━━━━━ Given passage ━━━━━
Travel. Sport. Food. Beer. Wine.

So many passions in one short day.

Melbourne – a circular city

Day 14 – Wednesday, January 28

Orientation day for us in Melbourne today. A city sandwich, between a tennis hors d’oeuvres session yesterday and our main course on Thursday & Friday, the Aussie Open semi-finals, out at Melbourne Park.

Smug from our morning gym & swim session in the posh Langham’s spa, on the 9th floor and with a rather spectacular view across the Yarra to the skyscrapers on the north bank, we strolled across one of the many bridges at about 11 am, in warmer temperatures than yesterday and almost cloudless skies. Thinking about the wintry conditions back home and snowmageddon forecast for the east coast in the US, obviously.

We’d been impressed by the free city buses and trams in Adelaide, now we were hopping on the free trams trundling along Flinders Street, past the historic station, seemingly every few minutes.

 

The plan was to ride number 35, which does a full circuit of the inner city, to get our Melburnian bearings. But we eventually realised that doesn’t run until 12 pm, so jumped on the next one heading west and ended up at the Waterfront area, by the impressive Etihad stadium. These Etihads seem to be taking over the world…or sponsoring it, at least.

The Waterfront and Dockland areas were rammed with office workers heading out for a smoke or early lunch at the many eateries. New apartment blocks pierce the skies and shiny bling-boats bob around in the water as evidence of an affluent economy.

We successfully hopped onto a number 35, differentiated from the other trams by its period livery and enlightening on-board tourist commentary on points of interest around the route.

Heading east, we trundled along the length of La Trobe Street, past Flagstaff Gardens where we had Airbnb’d our first night, near Queen Victoria market to the north (on the list for later), past the imposing State Library of Victoria building, close to the Old Melbourne Gaol before hitting Carlton Gardens for the turn south.

Spontaneously we jumped off at the impressive Parliament building on Spring Street, wanting to roam the city’s innards on foot, like feral animals looking for rich pickings away from the main feeding grounds.
━━━━━ Stored data ━━━━━
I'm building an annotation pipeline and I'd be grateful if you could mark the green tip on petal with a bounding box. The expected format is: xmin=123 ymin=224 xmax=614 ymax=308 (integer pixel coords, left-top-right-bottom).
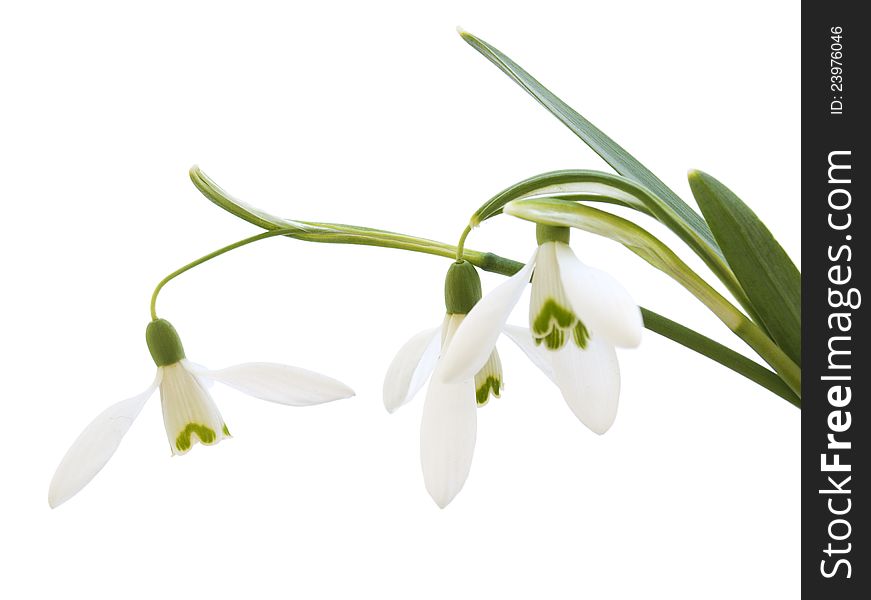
━━━━━
▶ Directive: From the Melbourne travel post, quote everything from "So many passions" down to "at Melbourne Park.". None of the data is needed for this.

▶ Task solution:
So many passions in one short day.

Melbourne – a circular city

Day 14 – Wednesday, January 28

Orientation day for us in Melbourne today. A city sandwich, between a tennis hors d’oeuvres session yesterday and our main course on Thursday & Friday, the Aussie Open semi-finals, out at Melbourne Park.